GOAL:
Retype every line of the entries below exactly, leaving out the pictures.

DATA SUPPLIED:
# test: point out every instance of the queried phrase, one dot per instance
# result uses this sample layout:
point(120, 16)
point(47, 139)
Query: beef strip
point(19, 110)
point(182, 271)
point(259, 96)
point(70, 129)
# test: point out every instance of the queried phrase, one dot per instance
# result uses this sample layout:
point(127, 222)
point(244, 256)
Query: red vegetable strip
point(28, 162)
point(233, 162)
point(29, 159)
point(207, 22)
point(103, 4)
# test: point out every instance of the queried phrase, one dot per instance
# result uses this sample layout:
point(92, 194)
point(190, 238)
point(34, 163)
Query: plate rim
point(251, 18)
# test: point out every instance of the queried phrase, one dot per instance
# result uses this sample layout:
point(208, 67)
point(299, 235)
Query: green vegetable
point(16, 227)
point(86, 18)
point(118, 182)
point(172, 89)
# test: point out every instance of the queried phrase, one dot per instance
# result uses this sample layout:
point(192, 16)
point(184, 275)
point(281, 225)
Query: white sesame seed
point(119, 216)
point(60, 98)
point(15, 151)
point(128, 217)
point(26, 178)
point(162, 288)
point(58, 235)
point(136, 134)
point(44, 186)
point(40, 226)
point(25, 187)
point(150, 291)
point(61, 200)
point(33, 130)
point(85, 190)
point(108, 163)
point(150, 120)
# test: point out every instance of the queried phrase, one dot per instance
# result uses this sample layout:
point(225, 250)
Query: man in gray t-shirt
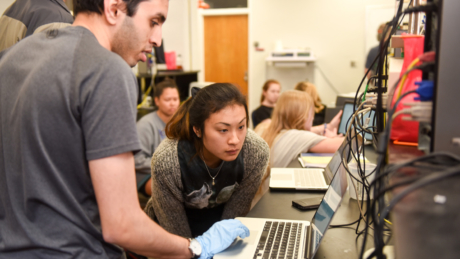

WRITTEN ANSWER:
# test: point out every instance of the queried phrase, one dot per instance
# result uses this sample layout:
point(120, 16)
point(47, 139)
Query: beef strip
point(19, 110)
point(182, 271)
point(259, 96)
point(70, 129)
# test: point out every instance of the queried phrase, one dot per instance
# result uses this sample layout:
point(127, 222)
point(244, 256)
Query: red vegetable strip
point(28, 162)
point(233, 162)
point(29, 159)
point(207, 22)
point(103, 4)
# test: point out every instance of the queried phrase, one dot per instance
# result uses this sample layout:
point(92, 194)
point(190, 238)
point(34, 163)
Query: plate rim
point(251, 18)
# test: point out every instance of the queried phrase, one dot per instance
# result uses this sample layout:
point(208, 67)
point(299, 235)
Query: green vegetable
point(16, 227)
point(86, 18)
point(118, 182)
point(172, 89)
# test: point out every instance of the queried phrase, one dot per instance
# result uses this sample layout:
point(192, 16)
point(184, 275)
point(281, 225)
Query: white sesame seed
point(119, 216)
point(60, 98)
point(15, 151)
point(128, 217)
point(26, 178)
point(162, 288)
point(58, 235)
point(136, 134)
point(44, 186)
point(40, 226)
point(25, 187)
point(150, 291)
point(61, 200)
point(33, 130)
point(85, 190)
point(108, 163)
point(150, 120)
# test: point out every instance of the queried phrase, one dot per instance
# result uses this sample layout:
point(225, 250)
Query: man in gray t-shirt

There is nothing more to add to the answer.